[Entries for labeling with bounding boxes]
-.-.-

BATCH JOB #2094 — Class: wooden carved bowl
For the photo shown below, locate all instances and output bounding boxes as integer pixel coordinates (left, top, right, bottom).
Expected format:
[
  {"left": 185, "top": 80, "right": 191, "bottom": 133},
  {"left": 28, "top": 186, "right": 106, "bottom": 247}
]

-.-.-

> _What you need to do_
Extract every line of the records above and reproduce each one without any change.

> _Solved exercise_
BATCH JOB #2094 — Class: wooden carved bowl
For the photo shown below, locate all instances and output bounding boxes as integer pixel coordinates (left, top, right, bottom).
Expected format:
[
  {"left": 185, "top": 80, "right": 191, "bottom": 133},
  {"left": 28, "top": 186, "right": 106, "bottom": 247}
]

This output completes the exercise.